(Stored items)
- - -

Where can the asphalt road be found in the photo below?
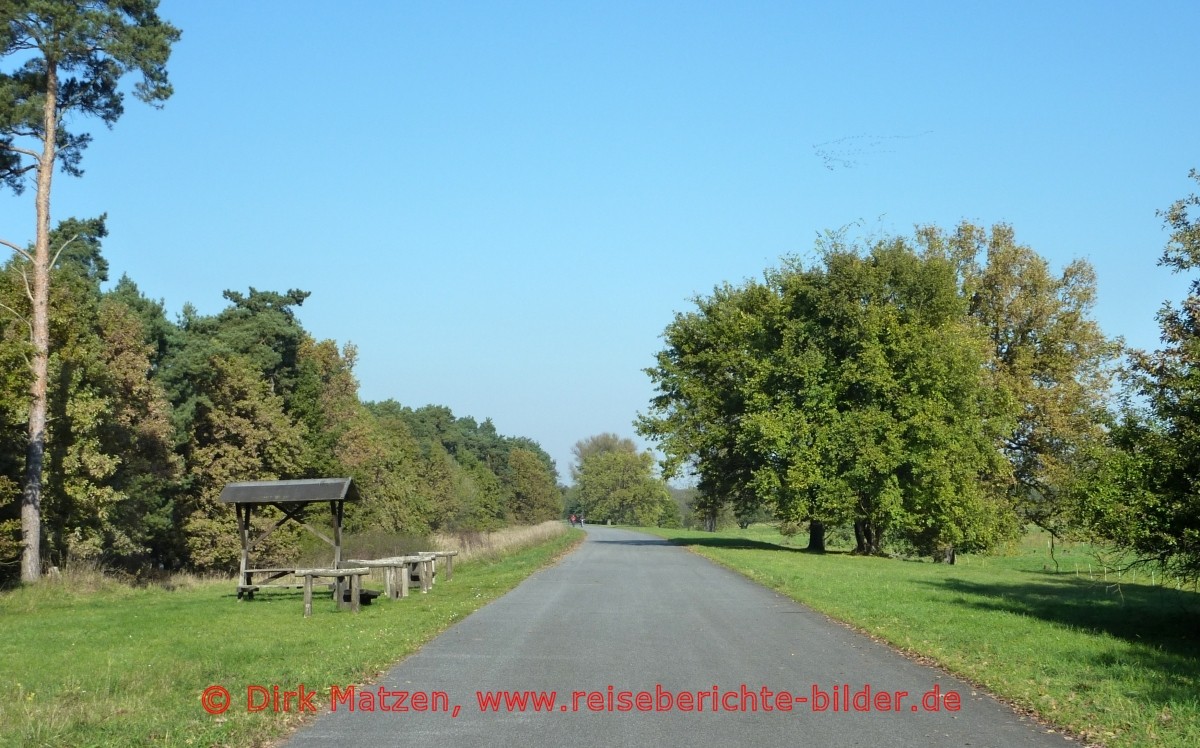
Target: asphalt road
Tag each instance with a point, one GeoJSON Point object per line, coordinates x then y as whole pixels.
{"type": "Point", "coordinates": [635, 614]}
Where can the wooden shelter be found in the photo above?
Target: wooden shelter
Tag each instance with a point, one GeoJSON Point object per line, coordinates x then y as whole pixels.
{"type": "Point", "coordinates": [293, 498]}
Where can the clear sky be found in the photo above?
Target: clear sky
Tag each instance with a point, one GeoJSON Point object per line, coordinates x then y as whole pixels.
{"type": "Point", "coordinates": [503, 204]}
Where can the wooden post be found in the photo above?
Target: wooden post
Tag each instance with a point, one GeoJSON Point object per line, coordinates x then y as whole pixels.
{"type": "Point", "coordinates": [337, 508]}
{"type": "Point", "coordinates": [339, 592]}
{"type": "Point", "coordinates": [243, 512]}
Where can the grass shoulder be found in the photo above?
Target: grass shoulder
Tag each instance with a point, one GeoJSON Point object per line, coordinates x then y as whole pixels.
{"type": "Point", "coordinates": [124, 666]}
{"type": "Point", "coordinates": [1116, 660]}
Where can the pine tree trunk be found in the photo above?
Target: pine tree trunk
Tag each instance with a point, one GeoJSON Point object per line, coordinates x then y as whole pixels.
{"type": "Point", "coordinates": [40, 292]}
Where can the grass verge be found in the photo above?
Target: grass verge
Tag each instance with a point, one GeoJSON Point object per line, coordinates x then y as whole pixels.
{"type": "Point", "coordinates": [125, 666]}
{"type": "Point", "coordinates": [1115, 662]}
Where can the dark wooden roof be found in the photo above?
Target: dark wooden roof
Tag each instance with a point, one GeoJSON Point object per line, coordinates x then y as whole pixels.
{"type": "Point", "coordinates": [276, 491]}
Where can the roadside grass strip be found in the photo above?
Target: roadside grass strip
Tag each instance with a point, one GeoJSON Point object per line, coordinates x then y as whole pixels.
{"type": "Point", "coordinates": [124, 666]}
{"type": "Point", "coordinates": [1110, 657]}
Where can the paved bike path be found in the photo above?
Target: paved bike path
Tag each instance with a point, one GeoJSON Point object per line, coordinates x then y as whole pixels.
{"type": "Point", "coordinates": [637, 614]}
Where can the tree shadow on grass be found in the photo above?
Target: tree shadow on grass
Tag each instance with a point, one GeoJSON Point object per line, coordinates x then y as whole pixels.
{"type": "Point", "coordinates": [748, 544]}
{"type": "Point", "coordinates": [1164, 624]}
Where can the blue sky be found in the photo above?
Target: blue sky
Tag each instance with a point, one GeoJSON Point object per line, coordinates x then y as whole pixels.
{"type": "Point", "coordinates": [504, 204]}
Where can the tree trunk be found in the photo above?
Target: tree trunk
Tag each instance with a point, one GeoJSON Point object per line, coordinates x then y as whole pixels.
{"type": "Point", "coordinates": [816, 537]}
{"type": "Point", "coordinates": [40, 297]}
{"type": "Point", "coordinates": [867, 538]}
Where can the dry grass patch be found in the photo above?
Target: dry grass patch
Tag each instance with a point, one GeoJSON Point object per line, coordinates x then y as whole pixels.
{"type": "Point", "coordinates": [489, 544]}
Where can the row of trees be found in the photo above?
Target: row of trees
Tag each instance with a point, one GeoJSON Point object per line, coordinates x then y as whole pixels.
{"type": "Point", "coordinates": [149, 418]}
{"type": "Point", "coordinates": [119, 428]}
{"type": "Point", "coordinates": [936, 392]}
{"type": "Point", "coordinates": [615, 482]}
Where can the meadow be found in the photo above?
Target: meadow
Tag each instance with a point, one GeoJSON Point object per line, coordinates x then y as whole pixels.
{"type": "Point", "coordinates": [88, 660]}
{"type": "Point", "coordinates": [1111, 656]}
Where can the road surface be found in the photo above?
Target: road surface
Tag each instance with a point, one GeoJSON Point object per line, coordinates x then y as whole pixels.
{"type": "Point", "coordinates": [629, 635]}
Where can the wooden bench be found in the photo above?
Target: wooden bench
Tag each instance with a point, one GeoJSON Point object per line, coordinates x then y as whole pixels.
{"type": "Point", "coordinates": [354, 574]}
{"type": "Point", "coordinates": [249, 586]}
{"type": "Point", "coordinates": [400, 570]}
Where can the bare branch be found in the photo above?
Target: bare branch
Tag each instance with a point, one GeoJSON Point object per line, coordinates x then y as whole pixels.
{"type": "Point", "coordinates": [17, 249]}
{"type": "Point", "coordinates": [29, 291]}
{"type": "Point", "coordinates": [19, 317]}
{"type": "Point", "coordinates": [23, 151]}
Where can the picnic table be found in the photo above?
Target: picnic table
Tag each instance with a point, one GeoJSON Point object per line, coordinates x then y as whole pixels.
{"type": "Point", "coordinates": [353, 574]}
{"type": "Point", "coordinates": [400, 570]}
{"type": "Point", "coordinates": [293, 500]}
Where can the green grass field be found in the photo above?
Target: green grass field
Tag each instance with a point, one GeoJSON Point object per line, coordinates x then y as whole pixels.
{"type": "Point", "coordinates": [1115, 659]}
{"type": "Point", "coordinates": [124, 666]}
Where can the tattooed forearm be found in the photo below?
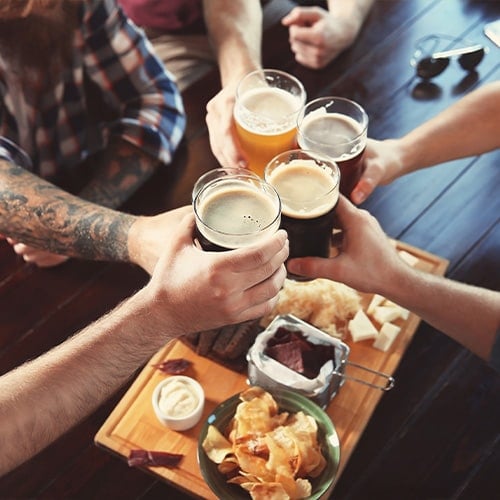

- - -

> Activity:
The lines above from the one containing "Target: wooden shelter" through the one containing "Target: wooden post" are to be set down exactly, and no others.

> Answer to this problem:
Target: wooden shelter
Tag each instance with a point, one GeoJSON Point object per line, coordinates x then y as whole pixels.
{"type": "Point", "coordinates": [293, 498]}
Where can the clear sky be found in the photo above?
Target: clear sky
Tag each instance with a point, one GeoJSON Point object per line, coordinates x then y as whole pixels.
{"type": "Point", "coordinates": [503, 204]}
Where can the wooden post be found in the photo above?
Target: wooden post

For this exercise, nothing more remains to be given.